***** KUTIPAN SUMBER *****
Kamis, 15 Juni 2017

Coklat ?

17.31.
Waktu indonesia bagian barat. Masjid Al-Amin mulai mengumandangkan adzanya, lalu saut-bersaut masjid yang lain mulai mengikuti ritme yang al-amin mainkan. Hari ini bulan puasa , semua bergegas mencari minum, semua bergegas mencari makan, segelintir bergegas mengambil air wudhu.
Aku ?
Aku masih tidur. Aku masih tidur dengan bodohnya, sedangkan yang lain mulai menyantap makan untuk berbuka. 18.01, waktu indonesia bagian barat, keadaan membingungkan. Kamar gelap, ruang tamu gelap, jalanan gelap. Erin dan bapak buka puasa di masjid. Ibu buka bersama di kantor. aku sendirian. Di rumah. Bingung mau buka puasa atau enggak. ku iseng teguk air putih, ternyata sangat mengenyangkan. Sambil berjalan kunyalakan lampu jalan, lampu di dalam rumah, lampu serambi depan, serambi kanan, serambi kiri, bilik kanan, bilik kiri , atrium kanan dan atrium kiri. Mungkin buka puasa seperti ini sudah sering terjadi , cuman kalian aja yang kurang tau.
Lalu aku nyalakan motor, aku kancing pintu, lalu ku pergi kesebuah tempat yang warga sekitar menyebutnya ANGKRINGAN.
“Baang, es teh enak satu”
Abang yang suka membisu itu tidak menggubris dan langsung membuatkan teh dengan es batu di dalamnya. Aku ambil nasi satu , gorengan satu , sambil menunggu es teh yang belum jadi. Rencana hari ini, aku akan menangkap 2 bungkus nasi kucing berwarna coklat, 3 gorengan tempe berwarna coklat dan satu gelas es teh berwarna coklat. Semua masih normal di nasi kucing pertama. Lalu si gadis berbaju coklat datang dengan auranya yang merusak suasana makan.
*****
■ **PERINTAH A**: Ketik ulang bagian cerita tentang buka puasa di atas, mulai dari "Aku masih tidur." hingga "yang kurang tau.".
■ **PERINTAH B**: Dalam cerita tentang buka puasa di atas, di mana Erin dan bapak berbuka puasa?
***** DAFTAR MATERI *****
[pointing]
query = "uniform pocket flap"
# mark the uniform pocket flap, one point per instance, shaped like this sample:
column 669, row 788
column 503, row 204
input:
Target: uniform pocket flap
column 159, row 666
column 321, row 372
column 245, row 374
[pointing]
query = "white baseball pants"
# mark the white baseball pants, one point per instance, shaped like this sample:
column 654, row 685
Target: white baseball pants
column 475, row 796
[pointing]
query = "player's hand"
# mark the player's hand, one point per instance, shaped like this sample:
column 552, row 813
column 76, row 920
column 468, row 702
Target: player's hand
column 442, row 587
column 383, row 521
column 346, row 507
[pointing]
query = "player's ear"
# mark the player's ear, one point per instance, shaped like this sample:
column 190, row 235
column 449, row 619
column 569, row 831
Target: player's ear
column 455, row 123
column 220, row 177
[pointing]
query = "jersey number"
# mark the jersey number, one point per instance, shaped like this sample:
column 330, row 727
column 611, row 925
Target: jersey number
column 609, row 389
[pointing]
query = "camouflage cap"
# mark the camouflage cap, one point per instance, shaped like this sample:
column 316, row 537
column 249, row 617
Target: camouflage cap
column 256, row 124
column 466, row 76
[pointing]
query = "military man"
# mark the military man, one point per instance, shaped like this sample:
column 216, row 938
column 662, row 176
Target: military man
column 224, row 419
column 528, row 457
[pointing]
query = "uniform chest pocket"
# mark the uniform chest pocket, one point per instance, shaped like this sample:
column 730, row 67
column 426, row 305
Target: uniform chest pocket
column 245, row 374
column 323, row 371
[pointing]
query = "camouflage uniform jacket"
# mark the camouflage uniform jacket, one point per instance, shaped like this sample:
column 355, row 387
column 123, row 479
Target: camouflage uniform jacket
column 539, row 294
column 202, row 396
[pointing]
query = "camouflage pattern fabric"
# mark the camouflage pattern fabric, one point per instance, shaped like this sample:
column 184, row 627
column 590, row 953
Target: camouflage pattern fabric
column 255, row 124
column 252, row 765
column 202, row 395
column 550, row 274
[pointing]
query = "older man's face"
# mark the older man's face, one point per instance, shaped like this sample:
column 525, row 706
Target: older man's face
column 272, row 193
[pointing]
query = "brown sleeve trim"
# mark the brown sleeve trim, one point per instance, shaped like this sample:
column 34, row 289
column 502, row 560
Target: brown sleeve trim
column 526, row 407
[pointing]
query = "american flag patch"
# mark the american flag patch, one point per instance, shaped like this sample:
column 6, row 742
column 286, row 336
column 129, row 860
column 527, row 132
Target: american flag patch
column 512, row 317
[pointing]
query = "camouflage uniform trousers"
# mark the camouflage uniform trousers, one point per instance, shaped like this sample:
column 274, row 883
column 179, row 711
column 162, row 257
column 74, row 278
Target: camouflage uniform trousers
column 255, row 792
*****
■ **JAWABAN BENAR A**:
Aku masih tidur. Aku masih tidur dengan bodohnya, sedangkan yang lain mulai menyantap makan untuk berbuka. 18.01, waktu indonesia bagian barat, keadaan membingungkan. Kamar gelap, ruang tamu gelap, jalanan gelap. Erin dan bapak buka puasa di masjid. Ibu buka bersama di kantor. aku sendirian. Di rumah. Bingung mau buka puasa atau enggak. ku iseng teguk air putih, ternyata sangat mengenyangkan. Sambil berjalan kunyalakan lampu jalan, lampu di dalam rumah, lampu serambi depan, serambi kanan, serambi kiri, bilik kanan, bilik kiri , atrium kanan dan atrium kiri. Mungkin buka puasa seperti ini sudah sering terjadi , cuman kalian aja yang kurang tau.

■ **JAWABAN BENAR B**: Erin dan bapak berbuka puasa di masjid.